◆ **TASK DESCRIPTION**:
Write out the listing below word for word, but leave the pictures out.

◆ **INPUT RECORDS**:
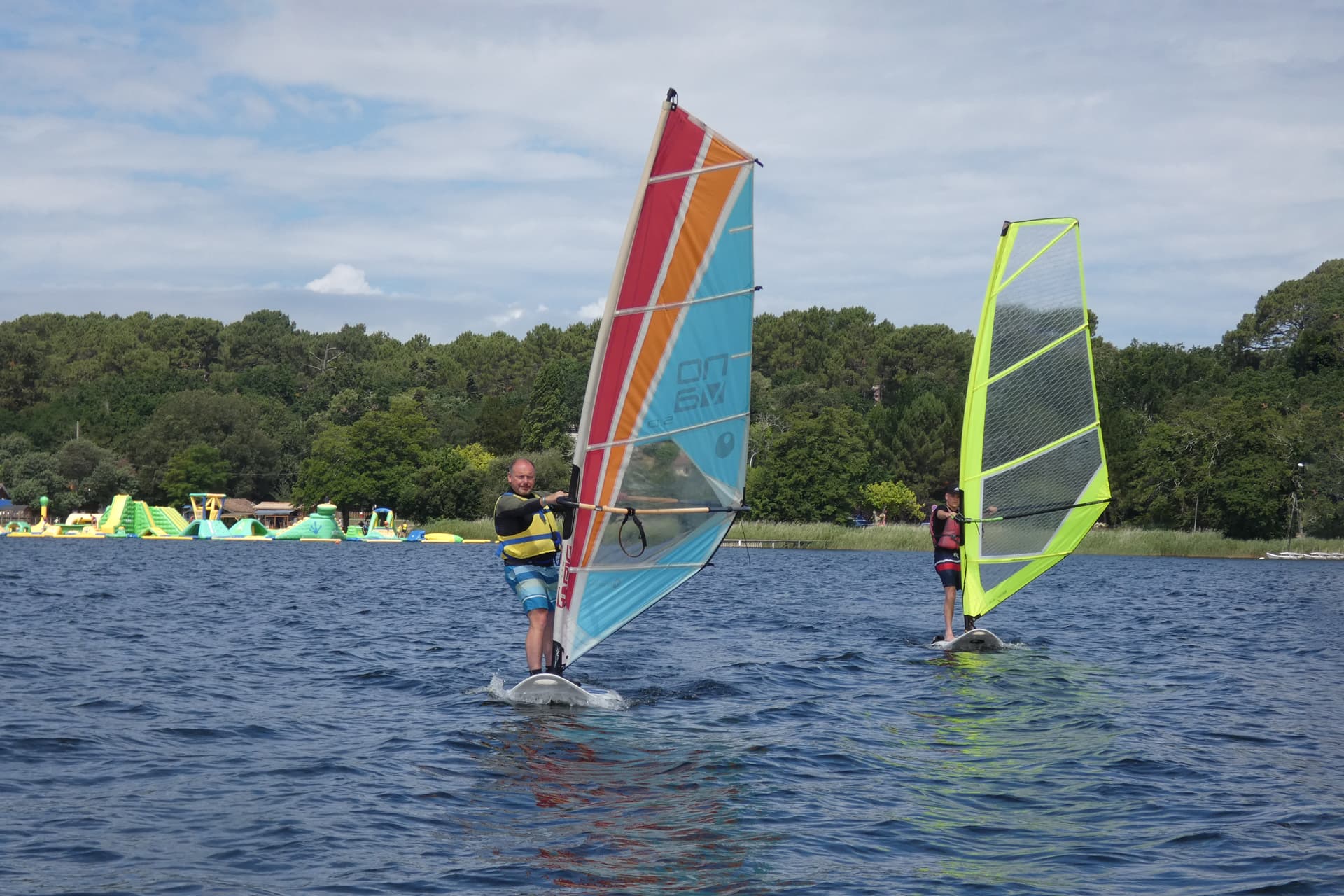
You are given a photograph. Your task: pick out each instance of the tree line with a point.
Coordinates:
(848, 414)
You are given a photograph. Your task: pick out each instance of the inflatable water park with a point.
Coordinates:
(127, 517)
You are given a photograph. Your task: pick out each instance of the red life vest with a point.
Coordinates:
(948, 535)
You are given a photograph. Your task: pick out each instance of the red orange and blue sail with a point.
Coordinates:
(664, 424)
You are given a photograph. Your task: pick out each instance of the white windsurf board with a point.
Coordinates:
(976, 640)
(547, 688)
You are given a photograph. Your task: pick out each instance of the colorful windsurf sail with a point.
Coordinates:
(660, 453)
(1032, 460)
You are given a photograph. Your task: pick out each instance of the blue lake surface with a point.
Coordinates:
(255, 718)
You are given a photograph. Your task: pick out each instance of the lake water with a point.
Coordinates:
(254, 718)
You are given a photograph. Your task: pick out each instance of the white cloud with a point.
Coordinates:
(343, 280)
(895, 139)
(511, 316)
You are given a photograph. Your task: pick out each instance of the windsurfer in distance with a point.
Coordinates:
(530, 542)
(945, 524)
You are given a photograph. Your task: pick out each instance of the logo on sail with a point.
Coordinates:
(704, 383)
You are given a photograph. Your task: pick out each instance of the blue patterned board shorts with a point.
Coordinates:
(948, 564)
(534, 586)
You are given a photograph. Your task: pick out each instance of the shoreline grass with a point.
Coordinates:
(1119, 542)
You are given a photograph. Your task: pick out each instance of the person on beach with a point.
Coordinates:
(530, 542)
(945, 524)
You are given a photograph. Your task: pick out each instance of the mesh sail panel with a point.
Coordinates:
(995, 574)
(1041, 305)
(1054, 479)
(1040, 403)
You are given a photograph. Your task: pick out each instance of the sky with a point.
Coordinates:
(437, 167)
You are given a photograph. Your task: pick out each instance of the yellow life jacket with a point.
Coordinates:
(540, 536)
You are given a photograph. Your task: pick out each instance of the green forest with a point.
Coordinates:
(1243, 438)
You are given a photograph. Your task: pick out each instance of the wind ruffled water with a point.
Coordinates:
(188, 718)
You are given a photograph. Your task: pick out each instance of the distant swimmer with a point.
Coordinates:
(530, 540)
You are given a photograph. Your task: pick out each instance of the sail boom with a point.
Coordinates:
(683, 304)
(696, 172)
(636, 567)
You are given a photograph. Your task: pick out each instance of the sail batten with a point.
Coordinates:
(667, 407)
(1032, 460)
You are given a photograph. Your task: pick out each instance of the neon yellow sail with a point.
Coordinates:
(1032, 460)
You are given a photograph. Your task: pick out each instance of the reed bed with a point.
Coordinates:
(1124, 542)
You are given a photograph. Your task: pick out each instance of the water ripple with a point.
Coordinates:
(787, 729)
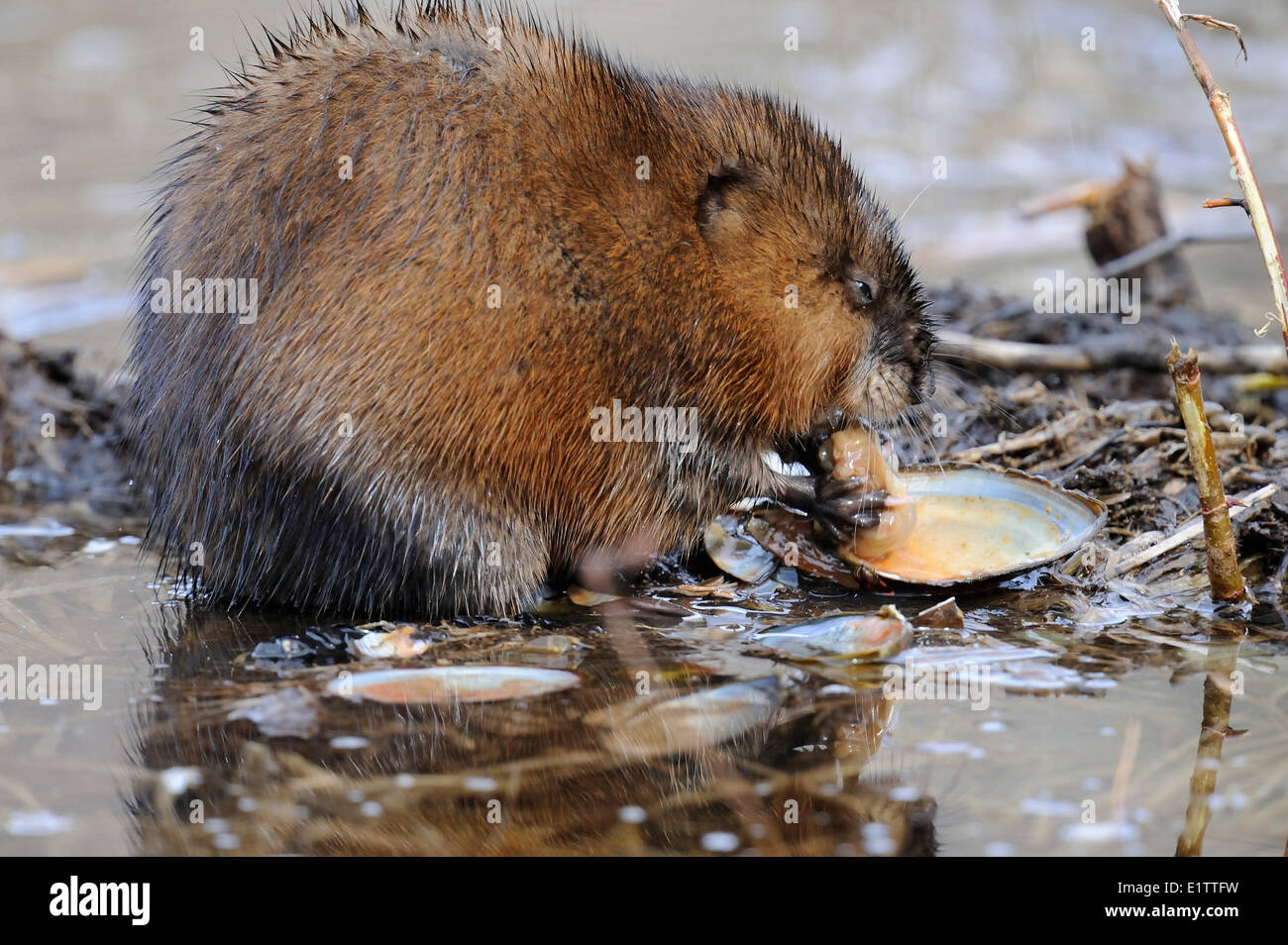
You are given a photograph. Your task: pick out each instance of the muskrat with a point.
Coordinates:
(468, 237)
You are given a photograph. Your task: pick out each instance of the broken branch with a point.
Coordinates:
(1223, 557)
(1220, 103)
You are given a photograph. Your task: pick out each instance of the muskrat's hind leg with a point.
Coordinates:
(481, 566)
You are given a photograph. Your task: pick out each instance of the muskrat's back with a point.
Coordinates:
(455, 262)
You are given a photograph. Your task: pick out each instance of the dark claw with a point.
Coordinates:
(841, 509)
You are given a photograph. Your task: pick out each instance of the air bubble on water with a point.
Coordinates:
(349, 742)
(42, 823)
(720, 842)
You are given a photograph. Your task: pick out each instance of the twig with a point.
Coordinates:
(1098, 355)
(1227, 202)
(1220, 103)
(1223, 555)
(1218, 699)
(1189, 532)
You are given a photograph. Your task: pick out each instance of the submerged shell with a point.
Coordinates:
(850, 636)
(451, 683)
(973, 524)
(690, 722)
(735, 553)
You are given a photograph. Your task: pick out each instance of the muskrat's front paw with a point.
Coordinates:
(842, 507)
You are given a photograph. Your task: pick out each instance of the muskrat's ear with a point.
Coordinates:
(717, 214)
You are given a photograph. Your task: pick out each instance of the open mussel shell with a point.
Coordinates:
(982, 524)
(974, 524)
(846, 636)
(452, 683)
(737, 553)
(690, 722)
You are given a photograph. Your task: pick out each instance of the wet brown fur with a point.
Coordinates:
(471, 475)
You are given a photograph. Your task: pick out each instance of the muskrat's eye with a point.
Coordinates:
(863, 290)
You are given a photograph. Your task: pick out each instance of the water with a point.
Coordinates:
(1089, 747)
(1083, 742)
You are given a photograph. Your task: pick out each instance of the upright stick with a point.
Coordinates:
(1220, 104)
(1223, 555)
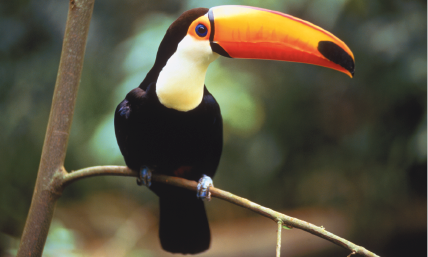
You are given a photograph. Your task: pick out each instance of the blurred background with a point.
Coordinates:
(347, 154)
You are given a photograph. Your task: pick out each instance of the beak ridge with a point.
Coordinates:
(256, 33)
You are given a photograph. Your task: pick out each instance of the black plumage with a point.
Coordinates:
(184, 144)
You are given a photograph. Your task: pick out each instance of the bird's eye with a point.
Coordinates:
(201, 30)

◆ **RESULT OF THIS EXERCISE**:
You are given a photograph. Your task: pick out each instance of the tree line with a point.
Coordinates:
(848, 414)
You are given a photograph. Your task: pick out each instance of the inflatable water park with a point.
Coordinates:
(127, 517)
You are given a photograph. Your task: pick out each instance of the red life vest with a point.
Coordinates:
(948, 535)
You are given a photograph. Your task: pick out each instance of the red orange and blue sail with a point.
Coordinates:
(664, 424)
You are given a photograph. Your task: pick out each instance of the white windsurf board with a point.
Coordinates:
(976, 640)
(547, 688)
You are given a photograph. Your task: pick out each instance of the colorful windsurf sail with a point.
Coordinates:
(660, 453)
(1032, 460)
You are given a photograph. Your task: pick out each instance of the blue lake surface with a point.
Coordinates:
(255, 718)
You are given a photograph. Your task: pick out each instance of the lake water with a point.
Coordinates:
(254, 718)
You are given a photograph. Your task: pick out each instance of the white cloud with a point.
Coordinates:
(343, 280)
(895, 139)
(511, 316)
You are given a photograph. Your task: pick out each instance of the windsurfer in distance with a point.
Coordinates:
(530, 542)
(945, 524)
You are given a photograph. Your task: pick out each instance of the logo on sail with a point.
Coordinates:
(704, 383)
You are given a photograph. Your task: pick out each instance of the blue patterned board shorts with a point.
Coordinates:
(948, 564)
(534, 586)
You are given a photograph. Your task: pick out each instance of the shoreline grass with a point.
Coordinates:
(1119, 542)
You are given a photograph. Your task: pick out each instance of the person on beach with a point.
Coordinates:
(530, 542)
(945, 524)
You are given a photograph. Your task: pick out each instance of the mesh sail panel with a point.
Coordinates:
(995, 574)
(1041, 305)
(1054, 479)
(1040, 403)
You are given a photograph. Your task: pick out each instance of the sky with a point.
Coordinates:
(437, 167)
You are given a photograph. Your task: pick out each instance of the yellow life jacket with a point.
Coordinates:
(540, 536)
You are given a photograph. Your task: pick out each instance of the green forest with a point.
Coordinates:
(1243, 438)
You are given a photograph. Your task: pick out each instance of the wind ruffled water with a point.
Coordinates:
(188, 718)
You are given a photograph. Your task: pick out each instance of the distant swimmer with a point.
Coordinates:
(530, 540)
You are given a photograph. Your task: pick out each instance of the sail boom with a point.
Coordinates:
(683, 304)
(696, 172)
(636, 567)
You are given a photograph. Your task: pick out each instance of the sail batten with a point.
Coordinates:
(667, 407)
(1032, 460)
You are given a photograph. Your task: pick out each instance of the neon yellow sail with a point.
Coordinates:
(1032, 460)
You are given a photograph. Your task: pick out each instance of the reed bed with a point.
Coordinates:
(1124, 542)
You are given a photograph. Your task: pick out each instance of the water ripple with a point.
Coordinates:
(787, 729)
You are given a photograph. Your task: pick out each instance of the muskrat with a point.
Coordinates:
(468, 237)
You are given a photograph. Your task: pick out each instance of the broken branch with a point.
Coordinates:
(1223, 557)
(1220, 103)
You are given a photograph. Your task: pick out each instance of the muskrat's hind leg with a point.
Coordinates:
(481, 566)
You are given a photograph. Your task: pick out each instance of the muskrat's back with a point.
Coordinates:
(455, 262)
You are given a photograph. Your task: pick out each instance of the dark claw with a point.
Coordinates:
(841, 509)
You are given a photograph. Your task: pick out each instance of the air bubble on water with a point.
Coordinates:
(349, 742)
(42, 823)
(720, 842)
You are given a photograph. Your task: pick out each instance of the twig with a point.
Coordinates:
(1098, 355)
(1227, 202)
(1220, 103)
(1223, 555)
(1218, 699)
(1189, 532)
You are given a photograph. Your task: pick out each instance of the submerged shell with a point.
Coordinates:
(850, 636)
(451, 683)
(973, 524)
(690, 722)
(735, 553)
You are given a photograph. Your task: pick out each instance of the muskrat's front paw with a point.
Coordinates:
(842, 507)
You are given a photograph. Your task: pick out each instance of the muskrat's ear with a point.
Coordinates:
(717, 214)
You are given a photograph. Your task: pick out each instance of the open mussel shell with a point.
Coordinates:
(982, 524)
(974, 524)
(846, 636)
(452, 683)
(737, 553)
(690, 722)
You are given a photograph. Your task: pick out each instance of the wet brown fur with a point.
Coordinates:
(471, 475)
You are given a photograph. Your task: pick out each instance of the muskrat's eye with a point.
Coordinates:
(863, 290)
You are given a photograph. Your task: pick out each instance of the water with a point.
Coordinates:
(1089, 747)
(1083, 742)
You are given a photograph. Your task: pick out each instance of the upright stick with a point.
Coordinates:
(1220, 104)
(1223, 555)
You are given a photograph. Your task: pick out each instance of the blurred background with a point.
Coordinates:
(347, 154)
You are given a photograph. Your task: pick out each instance of the beak ridge with a point.
Coordinates:
(256, 33)
You are given a photograph. Your task: pick out each instance of the black plumage with a point.
Coordinates:
(184, 144)
You are given a photograph. Your task: pick out each instance of the bird's eye with a point.
Coordinates:
(201, 30)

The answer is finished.